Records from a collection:
%%
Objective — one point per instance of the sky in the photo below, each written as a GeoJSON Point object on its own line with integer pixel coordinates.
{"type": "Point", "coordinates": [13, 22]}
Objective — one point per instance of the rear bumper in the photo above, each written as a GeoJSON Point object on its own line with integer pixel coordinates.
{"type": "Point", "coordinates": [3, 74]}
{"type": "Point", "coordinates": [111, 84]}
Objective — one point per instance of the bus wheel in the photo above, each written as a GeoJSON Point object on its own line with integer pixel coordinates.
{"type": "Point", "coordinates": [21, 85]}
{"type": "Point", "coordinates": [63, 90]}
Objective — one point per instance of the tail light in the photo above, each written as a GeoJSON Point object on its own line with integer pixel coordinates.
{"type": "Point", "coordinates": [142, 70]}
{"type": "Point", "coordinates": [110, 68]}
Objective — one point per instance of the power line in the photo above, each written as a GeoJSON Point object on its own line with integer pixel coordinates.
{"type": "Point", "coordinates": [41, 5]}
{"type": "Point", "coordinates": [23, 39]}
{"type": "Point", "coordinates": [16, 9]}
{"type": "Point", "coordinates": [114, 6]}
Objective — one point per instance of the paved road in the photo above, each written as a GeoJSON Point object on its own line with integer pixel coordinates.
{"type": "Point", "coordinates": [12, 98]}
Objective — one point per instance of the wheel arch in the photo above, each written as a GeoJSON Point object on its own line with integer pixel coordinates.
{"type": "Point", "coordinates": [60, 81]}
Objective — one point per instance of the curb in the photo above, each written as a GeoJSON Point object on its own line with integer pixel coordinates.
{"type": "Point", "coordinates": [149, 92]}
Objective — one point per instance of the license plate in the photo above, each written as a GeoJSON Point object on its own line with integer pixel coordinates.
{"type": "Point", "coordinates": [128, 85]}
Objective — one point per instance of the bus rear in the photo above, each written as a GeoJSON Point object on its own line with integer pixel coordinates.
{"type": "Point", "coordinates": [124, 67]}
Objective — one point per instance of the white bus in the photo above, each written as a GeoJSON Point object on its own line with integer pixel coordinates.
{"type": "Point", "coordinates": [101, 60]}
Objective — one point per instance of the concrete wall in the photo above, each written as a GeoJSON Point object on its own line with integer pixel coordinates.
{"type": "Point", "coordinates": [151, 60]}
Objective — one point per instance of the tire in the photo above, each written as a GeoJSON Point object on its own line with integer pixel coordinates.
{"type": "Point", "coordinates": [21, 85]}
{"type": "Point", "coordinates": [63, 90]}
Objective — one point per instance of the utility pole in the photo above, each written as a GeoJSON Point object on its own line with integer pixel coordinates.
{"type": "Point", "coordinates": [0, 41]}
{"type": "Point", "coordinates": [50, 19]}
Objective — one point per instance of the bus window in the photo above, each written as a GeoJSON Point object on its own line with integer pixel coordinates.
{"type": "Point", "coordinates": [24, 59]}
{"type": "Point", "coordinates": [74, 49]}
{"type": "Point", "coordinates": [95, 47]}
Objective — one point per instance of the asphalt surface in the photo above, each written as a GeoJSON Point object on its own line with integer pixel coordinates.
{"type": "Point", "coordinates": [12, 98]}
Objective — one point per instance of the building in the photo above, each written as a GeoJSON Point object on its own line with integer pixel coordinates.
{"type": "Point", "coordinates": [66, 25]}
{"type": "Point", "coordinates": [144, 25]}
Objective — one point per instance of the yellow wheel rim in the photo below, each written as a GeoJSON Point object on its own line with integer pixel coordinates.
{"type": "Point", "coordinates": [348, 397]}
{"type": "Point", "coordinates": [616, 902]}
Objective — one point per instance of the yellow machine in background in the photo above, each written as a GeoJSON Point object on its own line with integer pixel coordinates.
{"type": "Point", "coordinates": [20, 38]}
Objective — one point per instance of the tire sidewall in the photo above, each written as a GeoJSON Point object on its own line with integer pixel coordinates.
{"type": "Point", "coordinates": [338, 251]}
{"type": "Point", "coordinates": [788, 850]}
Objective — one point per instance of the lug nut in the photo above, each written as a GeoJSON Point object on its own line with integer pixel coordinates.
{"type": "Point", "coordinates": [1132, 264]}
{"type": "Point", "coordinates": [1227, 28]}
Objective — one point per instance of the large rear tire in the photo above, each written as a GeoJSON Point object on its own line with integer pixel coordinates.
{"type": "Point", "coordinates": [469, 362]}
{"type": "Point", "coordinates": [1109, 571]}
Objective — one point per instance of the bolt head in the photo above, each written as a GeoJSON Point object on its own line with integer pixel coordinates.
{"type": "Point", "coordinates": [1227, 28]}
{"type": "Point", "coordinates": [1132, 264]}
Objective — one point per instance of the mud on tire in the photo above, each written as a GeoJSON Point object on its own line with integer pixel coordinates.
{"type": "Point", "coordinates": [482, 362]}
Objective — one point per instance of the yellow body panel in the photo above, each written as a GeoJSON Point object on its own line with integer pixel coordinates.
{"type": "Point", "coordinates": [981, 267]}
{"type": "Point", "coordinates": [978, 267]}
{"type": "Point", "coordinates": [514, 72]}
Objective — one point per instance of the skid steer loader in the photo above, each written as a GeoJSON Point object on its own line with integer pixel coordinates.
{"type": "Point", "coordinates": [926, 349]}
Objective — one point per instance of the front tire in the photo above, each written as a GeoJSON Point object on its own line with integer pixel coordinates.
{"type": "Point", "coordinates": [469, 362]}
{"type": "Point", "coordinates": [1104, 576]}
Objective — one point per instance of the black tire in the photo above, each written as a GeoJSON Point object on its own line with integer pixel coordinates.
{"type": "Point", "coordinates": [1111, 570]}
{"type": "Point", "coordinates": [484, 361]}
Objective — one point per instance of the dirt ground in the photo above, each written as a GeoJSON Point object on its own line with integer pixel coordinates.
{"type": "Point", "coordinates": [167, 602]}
%%
Reproduce every line from the one containing "Objective — one point per instance of the skid" through the end of the rows, requests included. Offset each coordinate in the answers by -89.

> **In response**
Objective — one point per instance of the skid steer loader in the photo above, each written as a GeoJSON Point object on its own line with integer pixel coordinates.
{"type": "Point", "coordinates": [837, 260]}
Objective — one point per instance of the front tire in the photo above, each written as a GeoJSON Point object on its own line with integer pixel coordinates.
{"type": "Point", "coordinates": [380, 273]}
{"type": "Point", "coordinates": [1015, 487]}
Objective — one point per instance of the black tire in the photo above, each written as a GeoJSON Point object on its own line with integer pixel coordinates.
{"type": "Point", "coordinates": [1022, 481]}
{"type": "Point", "coordinates": [395, 272]}
Objective — one point per instance of the dirt ground in the photo above, each written as a GeoJSON Point object on its own line with integer pixel coordinates.
{"type": "Point", "coordinates": [78, 513]}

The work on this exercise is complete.